RECORD LIST.
=======

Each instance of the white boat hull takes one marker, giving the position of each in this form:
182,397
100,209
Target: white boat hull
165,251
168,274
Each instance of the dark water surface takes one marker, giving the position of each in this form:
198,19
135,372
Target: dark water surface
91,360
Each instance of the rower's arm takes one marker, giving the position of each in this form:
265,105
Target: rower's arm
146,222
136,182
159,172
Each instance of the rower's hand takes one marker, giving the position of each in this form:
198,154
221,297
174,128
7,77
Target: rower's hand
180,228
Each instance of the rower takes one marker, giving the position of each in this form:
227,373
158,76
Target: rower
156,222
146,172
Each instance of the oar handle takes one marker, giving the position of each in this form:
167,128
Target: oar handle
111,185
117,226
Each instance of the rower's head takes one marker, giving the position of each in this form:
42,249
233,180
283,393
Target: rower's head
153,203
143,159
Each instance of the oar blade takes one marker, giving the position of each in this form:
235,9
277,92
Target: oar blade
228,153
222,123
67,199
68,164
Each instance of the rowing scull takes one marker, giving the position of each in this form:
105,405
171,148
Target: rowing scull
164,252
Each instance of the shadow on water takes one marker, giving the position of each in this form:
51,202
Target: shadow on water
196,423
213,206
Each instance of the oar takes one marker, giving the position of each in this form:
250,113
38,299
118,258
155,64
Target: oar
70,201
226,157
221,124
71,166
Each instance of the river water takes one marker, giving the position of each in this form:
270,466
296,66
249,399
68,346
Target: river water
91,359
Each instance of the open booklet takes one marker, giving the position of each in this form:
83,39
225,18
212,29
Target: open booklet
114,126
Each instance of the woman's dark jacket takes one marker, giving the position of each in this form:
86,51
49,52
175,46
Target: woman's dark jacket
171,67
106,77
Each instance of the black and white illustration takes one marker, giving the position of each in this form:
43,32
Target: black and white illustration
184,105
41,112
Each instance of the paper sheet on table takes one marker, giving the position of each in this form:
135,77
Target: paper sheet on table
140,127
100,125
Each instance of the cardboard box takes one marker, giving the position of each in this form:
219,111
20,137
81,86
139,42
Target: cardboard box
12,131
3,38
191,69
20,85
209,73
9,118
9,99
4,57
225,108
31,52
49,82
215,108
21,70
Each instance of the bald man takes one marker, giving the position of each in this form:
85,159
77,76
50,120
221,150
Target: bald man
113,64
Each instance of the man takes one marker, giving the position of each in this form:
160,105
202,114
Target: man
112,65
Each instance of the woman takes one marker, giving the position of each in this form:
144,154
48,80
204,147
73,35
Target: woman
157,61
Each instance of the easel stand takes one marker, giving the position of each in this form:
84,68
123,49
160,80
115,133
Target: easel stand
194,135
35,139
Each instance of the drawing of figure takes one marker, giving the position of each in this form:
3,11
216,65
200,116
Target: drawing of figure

=======

Copy every line of the data above, keeping each one unchanged and in its original order.

Each instance of the white boat hull takes one marker, giving the position of each in this form:
182,397
100,209
Target: white boat hull
165,251
168,274
Each instance of the dark water surface takes one marker, giving the position of each in this form:
198,19
135,372
Target: dark water surface
91,360
Each instance of the rower's arm takes one marker, giving the position of each in this form:
265,105
Target: rower's arm
146,222
136,182
159,172
Each instance of the rower's hand takes one marker, giving the position of each in this form:
198,154
221,297
174,128
7,77
Target: rower's hand
180,228
Each instance of the rower takes one marker, giving the position of each in this form:
227,373
158,76
Target: rower
156,222
146,172
Each instance of the oar handle takes one marker, giving the position of each in this form:
167,128
Target: oar handle
111,185
117,226
Each instance of the rower's head takes one marker, giving the position of each in this form:
42,249
233,180
283,393
Target: rower's head
153,203
143,159
Each instance of the oar blade takes one marker, giving the position of each in this form:
235,9
277,92
Target: oar blade
228,153
222,123
67,199
68,164
Each instance of the rowing scull takes one marker, giving the position of each in this form:
105,405
171,148
Target: rowing scull
164,252
Each instance of the shadow on water takes one marker, giving the position of each in this form:
51,202
Target: shadow on water
196,423
213,206
Each instance of the oar takes one marker, giving the position of each in this form:
250,113
38,299
118,258
155,64
Target: oar
70,201
226,157
221,124
71,166
Each instance of the river water takes one marker, giving the position of each in this form:
270,466
296,66
249,399
68,346
Target: river water
91,359
Each instance of the open booklet takes one marker, giving the position of each in this form:
83,39
225,18
212,29
Target: open booklet
114,126
Each instance of the woman's dark jacket takes one marker, giving the position of each in this form:
86,51
49,52
175,46
Target: woman's dark jacket
171,67
106,77
Each instance of the black and white illustration takes one marker, giving the position of each in this form:
43,32
Target: black and white illustration
184,105
41,112
Each instance of the paper sheet on table takes one marker, giving the position of each in this form:
135,77
Target: paper sheet on table
140,127
100,125
Each instance of the cardboard box takes one marker, giving the position of each in this form:
219,111
20,137
81,86
139,42
Target: cardboard box
12,131
3,38
191,69
20,85
209,73
9,118
9,99
4,57
225,108
31,52
49,82
215,108
21,70
Each instance of the bald man takes one marker, giving the position of each in this form:
85,159
77,76
50,120
221,150
Target: bald man
113,64
Each instance of the man takes one marker, giving the position of each in this form:
160,105
202,114
Target: man
112,65
Each instance of the woman takes one marker, giving the position of each in this form:
144,154
48,80
204,147
73,35
Target: woman
157,61
Each instance of the easel stand takes one marker, giving the position of each in this form:
84,68
123,49
160,80
115,133
Target: easel stand
194,135
35,139
Each instance of the drawing of figure takes one marker, giving the position of each in this form:
3,11
216,65
200,116
Target: drawing of figure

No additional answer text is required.